Record set:

....

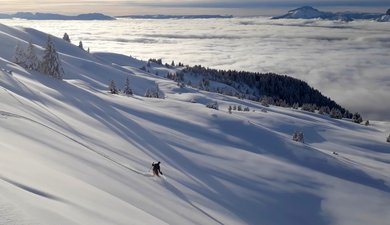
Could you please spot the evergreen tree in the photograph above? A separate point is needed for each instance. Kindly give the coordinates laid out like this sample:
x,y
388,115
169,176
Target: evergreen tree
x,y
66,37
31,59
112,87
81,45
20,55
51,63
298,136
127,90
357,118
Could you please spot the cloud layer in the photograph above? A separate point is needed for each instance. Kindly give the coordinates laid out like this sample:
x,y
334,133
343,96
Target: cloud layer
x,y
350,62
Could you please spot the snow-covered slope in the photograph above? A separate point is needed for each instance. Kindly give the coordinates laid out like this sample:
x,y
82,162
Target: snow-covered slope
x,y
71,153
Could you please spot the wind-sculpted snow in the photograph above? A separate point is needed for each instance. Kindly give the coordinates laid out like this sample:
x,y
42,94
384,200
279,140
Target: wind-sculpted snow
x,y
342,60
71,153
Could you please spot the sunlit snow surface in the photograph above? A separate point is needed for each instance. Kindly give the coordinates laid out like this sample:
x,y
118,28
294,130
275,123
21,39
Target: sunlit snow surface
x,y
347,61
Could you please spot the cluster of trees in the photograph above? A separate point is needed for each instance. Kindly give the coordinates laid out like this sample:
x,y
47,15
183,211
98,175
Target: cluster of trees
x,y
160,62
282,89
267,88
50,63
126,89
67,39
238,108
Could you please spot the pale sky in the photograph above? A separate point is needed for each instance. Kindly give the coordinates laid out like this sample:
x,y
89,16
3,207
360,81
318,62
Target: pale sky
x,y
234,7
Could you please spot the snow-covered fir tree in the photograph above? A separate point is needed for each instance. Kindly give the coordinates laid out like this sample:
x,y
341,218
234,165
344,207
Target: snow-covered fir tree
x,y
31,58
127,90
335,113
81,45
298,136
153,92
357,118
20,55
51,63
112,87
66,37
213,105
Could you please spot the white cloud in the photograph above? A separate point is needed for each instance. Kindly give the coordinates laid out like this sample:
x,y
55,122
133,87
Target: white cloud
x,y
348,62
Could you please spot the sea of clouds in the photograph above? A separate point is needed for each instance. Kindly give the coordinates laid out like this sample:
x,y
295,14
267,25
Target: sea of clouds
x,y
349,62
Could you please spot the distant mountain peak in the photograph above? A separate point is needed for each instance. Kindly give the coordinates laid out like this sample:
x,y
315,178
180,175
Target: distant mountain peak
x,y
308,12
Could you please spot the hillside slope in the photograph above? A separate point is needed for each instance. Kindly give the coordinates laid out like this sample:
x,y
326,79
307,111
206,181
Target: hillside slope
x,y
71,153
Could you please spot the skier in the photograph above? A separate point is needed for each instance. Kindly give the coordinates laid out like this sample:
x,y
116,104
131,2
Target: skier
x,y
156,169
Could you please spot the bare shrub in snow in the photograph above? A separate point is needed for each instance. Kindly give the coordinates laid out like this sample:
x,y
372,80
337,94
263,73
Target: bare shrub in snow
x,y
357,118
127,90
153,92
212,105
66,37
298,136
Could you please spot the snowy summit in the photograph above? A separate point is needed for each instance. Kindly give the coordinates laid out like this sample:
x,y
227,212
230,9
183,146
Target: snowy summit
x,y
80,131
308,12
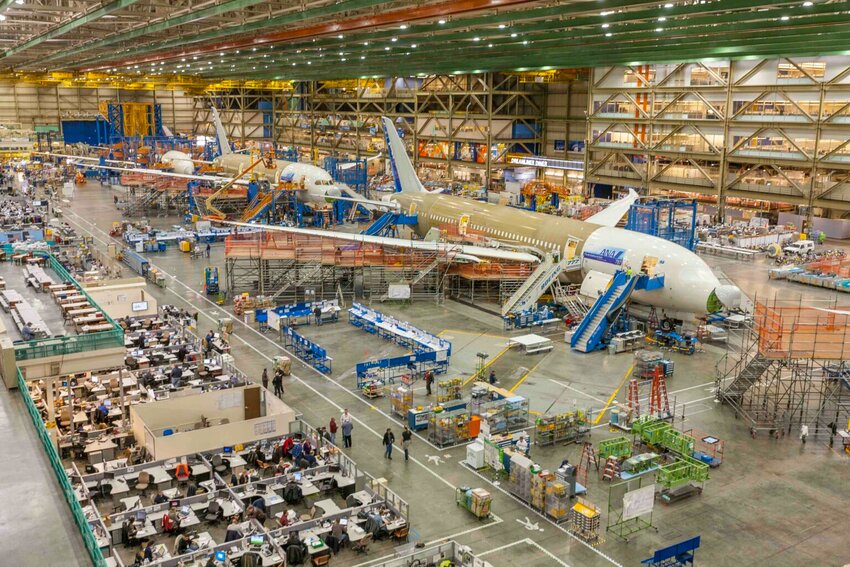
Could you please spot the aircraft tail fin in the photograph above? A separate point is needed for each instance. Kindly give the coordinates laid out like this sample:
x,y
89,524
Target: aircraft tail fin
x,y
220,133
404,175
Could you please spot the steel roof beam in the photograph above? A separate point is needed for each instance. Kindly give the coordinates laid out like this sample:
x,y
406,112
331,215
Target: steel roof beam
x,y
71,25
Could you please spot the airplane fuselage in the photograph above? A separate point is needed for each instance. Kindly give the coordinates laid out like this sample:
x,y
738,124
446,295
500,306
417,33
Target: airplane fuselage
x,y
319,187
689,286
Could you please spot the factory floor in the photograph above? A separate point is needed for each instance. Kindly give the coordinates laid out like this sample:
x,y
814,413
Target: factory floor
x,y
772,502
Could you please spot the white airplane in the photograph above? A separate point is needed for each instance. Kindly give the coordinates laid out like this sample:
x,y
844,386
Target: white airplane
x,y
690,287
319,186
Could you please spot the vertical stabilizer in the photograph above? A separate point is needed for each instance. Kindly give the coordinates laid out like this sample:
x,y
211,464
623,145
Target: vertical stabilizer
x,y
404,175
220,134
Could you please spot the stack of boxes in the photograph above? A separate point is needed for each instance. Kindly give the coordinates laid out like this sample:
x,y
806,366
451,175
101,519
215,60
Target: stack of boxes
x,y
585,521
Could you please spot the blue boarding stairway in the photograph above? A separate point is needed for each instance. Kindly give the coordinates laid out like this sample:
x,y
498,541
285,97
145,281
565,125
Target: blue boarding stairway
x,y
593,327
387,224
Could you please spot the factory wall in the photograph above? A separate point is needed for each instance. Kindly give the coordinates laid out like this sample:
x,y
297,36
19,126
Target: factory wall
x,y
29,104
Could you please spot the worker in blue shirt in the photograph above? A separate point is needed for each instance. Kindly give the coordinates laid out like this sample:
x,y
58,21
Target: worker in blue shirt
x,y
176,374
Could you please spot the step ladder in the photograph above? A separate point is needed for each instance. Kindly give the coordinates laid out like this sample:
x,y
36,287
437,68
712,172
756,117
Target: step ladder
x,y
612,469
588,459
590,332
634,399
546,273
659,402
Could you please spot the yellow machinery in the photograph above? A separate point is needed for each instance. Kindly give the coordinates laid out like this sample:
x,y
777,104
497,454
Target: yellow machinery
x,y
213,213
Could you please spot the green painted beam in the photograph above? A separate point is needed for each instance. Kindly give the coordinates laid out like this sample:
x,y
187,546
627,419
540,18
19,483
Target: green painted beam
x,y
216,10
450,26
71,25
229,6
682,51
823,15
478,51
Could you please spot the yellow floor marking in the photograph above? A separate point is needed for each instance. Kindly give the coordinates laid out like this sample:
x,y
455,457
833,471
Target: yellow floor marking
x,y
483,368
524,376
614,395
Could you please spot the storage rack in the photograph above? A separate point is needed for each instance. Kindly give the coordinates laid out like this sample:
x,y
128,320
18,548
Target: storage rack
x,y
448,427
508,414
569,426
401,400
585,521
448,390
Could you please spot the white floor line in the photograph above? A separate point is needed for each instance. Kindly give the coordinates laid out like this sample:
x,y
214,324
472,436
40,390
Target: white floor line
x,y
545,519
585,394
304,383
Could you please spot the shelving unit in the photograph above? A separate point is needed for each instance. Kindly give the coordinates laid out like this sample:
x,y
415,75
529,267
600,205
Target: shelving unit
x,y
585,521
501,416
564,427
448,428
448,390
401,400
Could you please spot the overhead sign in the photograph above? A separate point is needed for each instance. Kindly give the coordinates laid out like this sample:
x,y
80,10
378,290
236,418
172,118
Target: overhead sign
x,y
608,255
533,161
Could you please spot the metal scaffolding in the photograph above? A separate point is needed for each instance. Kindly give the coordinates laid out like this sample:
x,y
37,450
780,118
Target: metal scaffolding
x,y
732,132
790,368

....

What is being asked: Please reproduce everything from the line containing "Could you please spot the metal" down to the end of the rows, swapping "metal scaffolding" for "steel scaffolding" and leaving all else unchanged.

Written answer:
Could you please spot the steel scaffolding in the photograph above? A separate point is needed for each instance. Kindly give the coordinates laid out like this sample:
x,y
37,450
780,118
Target: steel scaffolding
x,y
732,132
790,368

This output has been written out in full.